**Исходный отрывок**:
====

Целью этой работы является поиск возможностей сделать культурно-историческую психологию, которую мой опыт позволяет рассматривать как самую перспективную из действительно психологических школ, прикладной и объяснительной. Иначе говоря, я бы хотел иметь не просто науку, а действенный инструмент, который помог бы мне жить лучше, меняя себя и свое психологическое окружение в соответствии с моим представлением о счастье.

В отношении же языка еще придется подумать. Каким-то образом надо найти ответ на вопрос: какой же язык нам нужен, чтобы сделать такую науку.

Одна из сложностей с языком, которую я сейчас хочу показать, безусловно, имеет всеобщий характер, но многими исследователями, и в частности, П.Серио (Seriot), на работу которого я буду опираться, рассматривается как относящаяся лишь к социалистической действительности. Могу сказать, что, на мой взгляд, описываемое явление, с одной стороны, имеет место в любой стране, а с другой, в любом сообществе, в том числе и научном:

«Бытует мнение, – пишет Серио, – будто в СССР и других социалистических странах существует некий особый язык (Langue). Это явление уникально в своем роде: это язык власти…

Этот язык, известный во Франции как “langue de bois”, или “советский”, якобы обладает рядом признаков: магичностью, таинственностью, тяжеловесностью и максимальной непрозрачностью» (Серио, с.83).

Далее я просто приведу подборку из цитат, которая достаточно полно обрисовывает это явление:

«Большинство критиков “советского языка” обращают внимание на чудовищный персонаж, лингвистического монстра, сверхчеловеческое существо, намерения которого, однако, весьма человечны: речь идет об абсолютном Властелине языка, хозяине слов, который и определяет их значение» (Там же).

Для подтверждения Серио приводит выдержки из работ различных лингвистов:

«Поскольку Слово, как и вся система коммуникации, находится в руках Вождя, высшего авторитета, слова и знаки не могут иметь иных значений помимо тех, которые официально приписываются им (Heller).

====

**Строки точечной разметки**:
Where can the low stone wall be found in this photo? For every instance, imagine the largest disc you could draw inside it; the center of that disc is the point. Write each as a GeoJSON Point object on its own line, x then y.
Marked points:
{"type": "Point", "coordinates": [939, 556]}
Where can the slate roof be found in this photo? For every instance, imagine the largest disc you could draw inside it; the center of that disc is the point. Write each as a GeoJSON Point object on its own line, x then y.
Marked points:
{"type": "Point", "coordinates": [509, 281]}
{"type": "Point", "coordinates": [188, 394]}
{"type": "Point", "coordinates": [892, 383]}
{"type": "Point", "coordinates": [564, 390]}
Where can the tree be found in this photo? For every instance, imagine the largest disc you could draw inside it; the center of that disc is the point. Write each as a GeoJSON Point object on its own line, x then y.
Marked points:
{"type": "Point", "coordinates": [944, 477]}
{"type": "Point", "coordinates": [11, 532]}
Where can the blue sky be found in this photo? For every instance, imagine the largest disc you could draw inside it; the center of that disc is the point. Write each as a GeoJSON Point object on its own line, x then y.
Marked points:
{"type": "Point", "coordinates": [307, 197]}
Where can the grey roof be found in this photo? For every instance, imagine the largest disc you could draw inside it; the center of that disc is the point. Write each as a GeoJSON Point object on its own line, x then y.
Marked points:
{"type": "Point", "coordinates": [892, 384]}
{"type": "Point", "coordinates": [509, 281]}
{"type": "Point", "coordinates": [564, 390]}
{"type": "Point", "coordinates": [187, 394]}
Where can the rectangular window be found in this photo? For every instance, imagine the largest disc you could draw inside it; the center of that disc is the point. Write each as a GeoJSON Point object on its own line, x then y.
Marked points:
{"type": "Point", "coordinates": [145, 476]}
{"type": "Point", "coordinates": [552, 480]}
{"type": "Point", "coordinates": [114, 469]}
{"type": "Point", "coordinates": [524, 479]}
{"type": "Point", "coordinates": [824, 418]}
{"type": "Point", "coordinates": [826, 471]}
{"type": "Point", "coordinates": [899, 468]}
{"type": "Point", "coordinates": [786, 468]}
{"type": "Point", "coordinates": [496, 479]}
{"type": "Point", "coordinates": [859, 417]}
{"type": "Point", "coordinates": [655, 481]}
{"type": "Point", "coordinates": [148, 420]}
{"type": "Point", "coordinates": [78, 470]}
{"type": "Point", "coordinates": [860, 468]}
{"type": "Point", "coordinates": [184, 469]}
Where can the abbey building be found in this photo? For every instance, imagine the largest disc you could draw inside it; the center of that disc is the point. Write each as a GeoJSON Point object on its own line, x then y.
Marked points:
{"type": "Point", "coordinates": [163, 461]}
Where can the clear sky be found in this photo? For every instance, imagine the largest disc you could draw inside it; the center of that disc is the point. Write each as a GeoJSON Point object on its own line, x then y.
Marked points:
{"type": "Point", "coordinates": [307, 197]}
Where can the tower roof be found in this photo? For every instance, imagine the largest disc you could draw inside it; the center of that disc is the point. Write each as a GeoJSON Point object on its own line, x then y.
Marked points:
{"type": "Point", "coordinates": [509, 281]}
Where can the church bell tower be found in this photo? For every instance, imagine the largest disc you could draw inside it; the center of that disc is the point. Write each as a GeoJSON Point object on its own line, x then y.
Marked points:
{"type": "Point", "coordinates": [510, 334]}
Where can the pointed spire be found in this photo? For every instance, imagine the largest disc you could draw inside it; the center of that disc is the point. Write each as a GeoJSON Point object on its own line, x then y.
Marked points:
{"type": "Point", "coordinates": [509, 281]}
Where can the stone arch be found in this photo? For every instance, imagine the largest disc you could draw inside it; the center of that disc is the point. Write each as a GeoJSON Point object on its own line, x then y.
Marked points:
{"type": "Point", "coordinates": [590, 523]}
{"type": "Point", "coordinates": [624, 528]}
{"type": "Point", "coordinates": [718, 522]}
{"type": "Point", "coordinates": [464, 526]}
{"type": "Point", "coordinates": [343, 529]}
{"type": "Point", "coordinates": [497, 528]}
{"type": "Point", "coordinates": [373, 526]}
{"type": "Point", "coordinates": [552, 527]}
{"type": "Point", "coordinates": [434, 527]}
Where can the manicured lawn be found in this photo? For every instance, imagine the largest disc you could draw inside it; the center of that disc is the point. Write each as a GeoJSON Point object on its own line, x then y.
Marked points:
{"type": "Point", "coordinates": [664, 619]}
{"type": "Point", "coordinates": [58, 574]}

====

**Задание**: Какие признаки, согласно цитате из Серио в отрывке о «советском языке», якобы присущи этому языку?

**Решение задачи**: Магичность, таинственность, тяжеловесность и максимальная непрозрачность.